START

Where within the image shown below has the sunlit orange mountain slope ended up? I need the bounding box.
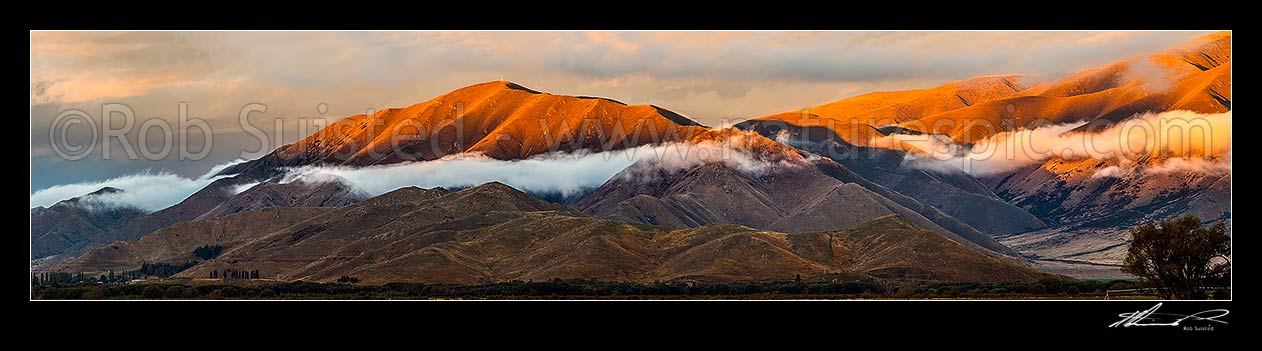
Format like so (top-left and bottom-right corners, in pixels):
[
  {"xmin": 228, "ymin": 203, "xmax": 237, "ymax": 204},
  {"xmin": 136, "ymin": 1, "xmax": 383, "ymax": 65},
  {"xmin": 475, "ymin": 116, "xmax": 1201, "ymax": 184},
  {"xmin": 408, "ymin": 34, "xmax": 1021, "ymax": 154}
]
[{"xmin": 223, "ymin": 81, "xmax": 705, "ymax": 174}]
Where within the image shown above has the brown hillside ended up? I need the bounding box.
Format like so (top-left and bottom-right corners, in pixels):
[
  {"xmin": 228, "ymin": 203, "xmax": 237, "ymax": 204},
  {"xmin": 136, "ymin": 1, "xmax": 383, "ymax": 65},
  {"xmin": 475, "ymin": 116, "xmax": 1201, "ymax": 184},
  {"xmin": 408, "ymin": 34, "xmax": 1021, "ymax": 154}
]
[{"xmin": 61, "ymin": 183, "xmax": 1041, "ymax": 284}]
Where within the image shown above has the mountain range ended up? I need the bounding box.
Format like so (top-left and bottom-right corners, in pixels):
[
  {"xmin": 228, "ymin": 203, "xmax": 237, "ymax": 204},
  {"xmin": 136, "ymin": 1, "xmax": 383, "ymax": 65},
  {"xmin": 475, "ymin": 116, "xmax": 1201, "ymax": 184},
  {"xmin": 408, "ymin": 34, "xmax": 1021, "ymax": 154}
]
[{"xmin": 32, "ymin": 32, "xmax": 1230, "ymax": 284}]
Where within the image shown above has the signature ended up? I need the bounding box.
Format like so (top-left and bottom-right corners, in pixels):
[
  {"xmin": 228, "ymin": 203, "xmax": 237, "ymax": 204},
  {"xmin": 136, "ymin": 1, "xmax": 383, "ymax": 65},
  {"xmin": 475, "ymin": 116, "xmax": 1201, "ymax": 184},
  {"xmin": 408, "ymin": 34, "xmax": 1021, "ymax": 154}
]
[{"xmin": 1108, "ymin": 303, "xmax": 1228, "ymax": 328}]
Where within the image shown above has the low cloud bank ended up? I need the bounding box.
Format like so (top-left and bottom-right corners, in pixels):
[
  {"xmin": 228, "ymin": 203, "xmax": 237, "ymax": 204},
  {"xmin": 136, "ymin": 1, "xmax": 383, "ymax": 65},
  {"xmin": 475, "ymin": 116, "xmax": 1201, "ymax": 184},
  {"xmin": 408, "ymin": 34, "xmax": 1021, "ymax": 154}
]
[
  {"xmin": 872, "ymin": 111, "xmax": 1232, "ymax": 177},
  {"xmin": 30, "ymin": 159, "xmax": 244, "ymax": 212},
  {"xmin": 281, "ymin": 133, "xmax": 801, "ymax": 197}
]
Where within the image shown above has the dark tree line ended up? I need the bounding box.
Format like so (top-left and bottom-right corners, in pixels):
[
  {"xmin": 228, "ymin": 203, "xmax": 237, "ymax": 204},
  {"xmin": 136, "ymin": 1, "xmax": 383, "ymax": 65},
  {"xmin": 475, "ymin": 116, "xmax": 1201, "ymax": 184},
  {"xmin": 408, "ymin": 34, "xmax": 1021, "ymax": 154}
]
[
  {"xmin": 140, "ymin": 261, "xmax": 197, "ymax": 278},
  {"xmin": 211, "ymin": 269, "xmax": 259, "ymax": 279}
]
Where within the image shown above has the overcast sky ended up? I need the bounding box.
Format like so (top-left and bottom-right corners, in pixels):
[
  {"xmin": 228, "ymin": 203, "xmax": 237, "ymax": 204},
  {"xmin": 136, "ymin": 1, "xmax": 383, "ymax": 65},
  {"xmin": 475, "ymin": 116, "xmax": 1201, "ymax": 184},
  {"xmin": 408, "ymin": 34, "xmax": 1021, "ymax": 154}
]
[{"xmin": 30, "ymin": 32, "xmax": 1209, "ymax": 192}]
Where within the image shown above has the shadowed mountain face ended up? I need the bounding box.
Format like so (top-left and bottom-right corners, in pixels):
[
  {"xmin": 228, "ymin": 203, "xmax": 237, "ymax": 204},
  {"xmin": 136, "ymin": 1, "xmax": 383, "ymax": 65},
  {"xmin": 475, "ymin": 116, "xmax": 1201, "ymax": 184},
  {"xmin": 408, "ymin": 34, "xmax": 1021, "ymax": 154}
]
[
  {"xmin": 32, "ymin": 176, "xmax": 363, "ymax": 266},
  {"xmin": 61, "ymin": 183, "xmax": 1050, "ymax": 284},
  {"xmin": 197, "ymin": 181, "xmax": 367, "ymax": 220},
  {"xmin": 30, "ymin": 187, "xmax": 145, "ymax": 260},
  {"xmin": 737, "ymin": 120, "xmax": 1045, "ymax": 236}
]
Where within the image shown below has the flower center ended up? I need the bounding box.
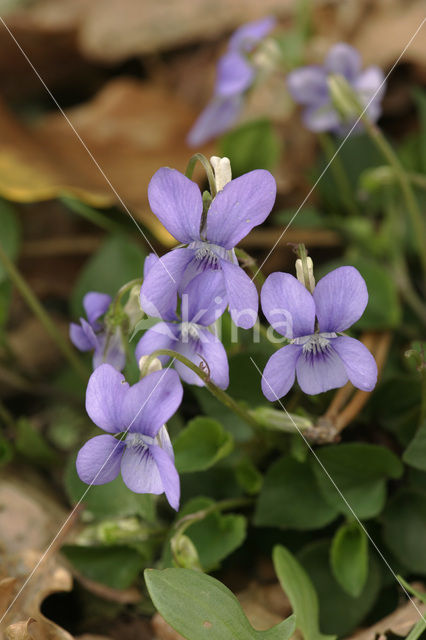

END

§ **WHAT YOU ARE ASKED TO DO**: Convert every line of the listing into a JSON array of strings, one string per line, omitting blank lines and the picture placeholders.

§ **PROBLEM SOLUTION**:
[
  "Where within the image shown below has the sunlit orange mountain slope ended up? I need the bounding box.",
  "Format like so (top-left and bottom-right corners, in pixels):",
  "[",
  "  {\"xmin\": 228, \"ymin\": 203, \"xmax\": 237, \"ymax\": 204},",
  "  {\"xmin\": 136, \"ymin\": 1, \"xmax\": 383, \"ymax\": 65},",
  "  {\"xmin\": 475, \"ymin\": 116, \"xmax\": 1201, \"ymax\": 184},",
  "  {\"xmin\": 408, \"ymin\": 34, \"xmax\": 1021, \"ymax\": 154}",
  "]",
  "[{\"xmin\": 223, \"ymin\": 81, \"xmax\": 705, \"ymax\": 174}]",
  "Where within the image shown above has the brown hillside ended up? I need the bounding box.",
  "Format like so (top-left and bottom-right corners, in pixels):",
  "[",
  "  {\"xmin\": 228, \"ymin\": 203, \"xmax\": 237, \"ymax\": 204},",
  "  {\"xmin\": 136, \"ymin\": 1, \"xmax\": 383, \"ymax\": 65},",
  "  {\"xmin\": 475, \"ymin\": 116, \"xmax\": 1201, \"ymax\": 184},",
  "  {\"xmin\": 408, \"ymin\": 34, \"xmax\": 1021, \"ymax\": 154}",
  "]",
  "[{\"xmin\": 61, \"ymin\": 183, \"xmax\": 1041, \"ymax\": 284}]",
  "Where within the image shown above has the mountain range ended up? I need the bounding box.",
  "Format like so (top-left and bottom-right corners, in pixels):",
  "[",
  "  {\"xmin\": 228, \"ymin\": 203, \"xmax\": 237, \"ymax\": 204},",
  "  {\"xmin\": 136, \"ymin\": 1, \"xmax\": 383, \"ymax\": 65},",
  "  {\"xmin\": 475, \"ymin\": 116, \"xmax\": 1201, \"ymax\": 184},",
  "  {\"xmin\": 408, \"ymin\": 34, \"xmax\": 1021, \"ymax\": 154}",
  "]",
  "[{\"xmin\": 32, \"ymin\": 32, \"xmax\": 1230, \"ymax\": 284}]",
  "Where within the image shown above has the signature ended up? I need the bounding box.",
  "Format like so (top-left and bottom-right corners, in pixels):",
  "[",
  "  {\"xmin\": 228, \"ymin\": 203, \"xmax\": 237, \"ymax\": 204},",
  "  {\"xmin\": 136, \"ymin\": 1, \"xmax\": 383, \"ymax\": 65},",
  "  {\"xmin\": 475, \"ymin\": 116, \"xmax\": 1201, \"ymax\": 184},",
  "  {\"xmin\": 408, \"ymin\": 34, \"xmax\": 1021, \"ymax\": 154}",
  "]",
  "[{\"xmin\": 1108, \"ymin\": 303, \"xmax\": 1228, \"ymax\": 328}]",
  "Where within the image shown above has the low cloud bank ended up? I need the bounding box.",
  "Format like so (top-left and bottom-right corners, in pixels):",
  "[",
  "  {\"xmin\": 228, \"ymin\": 203, \"xmax\": 237, \"ymax\": 204},",
  "  {\"xmin\": 136, \"ymin\": 1, \"xmax\": 383, \"ymax\": 65},",
  "  {\"xmin\": 475, \"ymin\": 116, \"xmax\": 1201, \"ymax\": 184},",
  "  {\"xmin\": 408, \"ymin\": 34, \"xmax\": 1021, \"ymax\": 154}",
  "]",
  "[",
  "  {\"xmin\": 872, \"ymin\": 111, \"xmax\": 1232, \"ymax\": 177},",
  "  {\"xmin\": 30, \"ymin\": 159, \"xmax\": 244, \"ymax\": 212},",
  "  {\"xmin\": 281, \"ymin\": 133, \"xmax\": 801, \"ymax\": 197}",
  "]",
  "Where within the image shown above has the dark tree line ended up? I need the bounding box.",
  "Format like so (top-left and bottom-right corners, in pixels):",
  "[",
  "  {\"xmin\": 228, \"ymin\": 203, \"xmax\": 237, \"ymax\": 204},",
  "  {\"xmin\": 136, \"ymin\": 1, \"xmax\": 383, \"ymax\": 65},",
  "  {\"xmin\": 475, \"ymin\": 116, \"xmax\": 1201, \"ymax\": 184},",
  "  {\"xmin\": 408, \"ymin\": 34, \"xmax\": 1021, \"ymax\": 154}",
  "]",
  "[",
  "  {\"xmin\": 140, \"ymin\": 261, \"xmax\": 197, \"ymax\": 278},",
  "  {\"xmin\": 211, \"ymin\": 269, \"xmax\": 259, \"ymax\": 279}",
  "]",
  "Where within the image shown above has the overcast sky ended up? I need the bounding box.",
  "Format like so (top-left and bottom-right corners, in pixels):",
  "[",
  "  {\"xmin\": 228, \"ymin\": 203, \"xmax\": 237, \"ymax\": 204},",
  "  {\"xmin\": 136, \"ymin\": 1, \"xmax\": 383, \"ymax\": 65},",
  "  {\"xmin\": 475, \"ymin\": 116, \"xmax\": 1201, \"ymax\": 184},",
  "  {\"xmin\": 408, \"ymin\": 34, \"xmax\": 1021, \"ymax\": 154}",
  "]",
  "[{\"xmin\": 30, \"ymin\": 32, \"xmax\": 1209, \"ymax\": 192}]",
  "Where within the image shown above has the shadowed mountain face ended up? I need the bounding box.",
  "Format like so (top-left and bottom-right corners, in pixels):",
  "[",
  "  {\"xmin\": 228, \"ymin\": 203, \"xmax\": 237, \"ymax\": 204},",
  "  {\"xmin\": 136, \"ymin\": 1, \"xmax\": 383, \"ymax\": 65},",
  "  {\"xmin\": 475, \"ymin\": 116, \"xmax\": 1201, \"ymax\": 184},",
  "  {\"xmin\": 408, \"ymin\": 34, \"xmax\": 1021, \"ymax\": 154}",
  "]",
  "[",
  "  {\"xmin\": 32, \"ymin\": 176, \"xmax\": 363, \"ymax\": 266},",
  "  {\"xmin\": 61, \"ymin\": 183, \"xmax\": 1050, \"ymax\": 284},",
  "  {\"xmin\": 197, \"ymin\": 181, \"xmax\": 367, \"ymax\": 220},",
  "  {\"xmin\": 30, \"ymin\": 187, \"xmax\": 145, \"ymax\": 260},",
  "  {\"xmin\": 737, \"ymin\": 120, \"xmax\": 1045, \"ymax\": 236}",
  "]",
  "Where within the image shown below has the flower center ended up? I need the bounding box."
]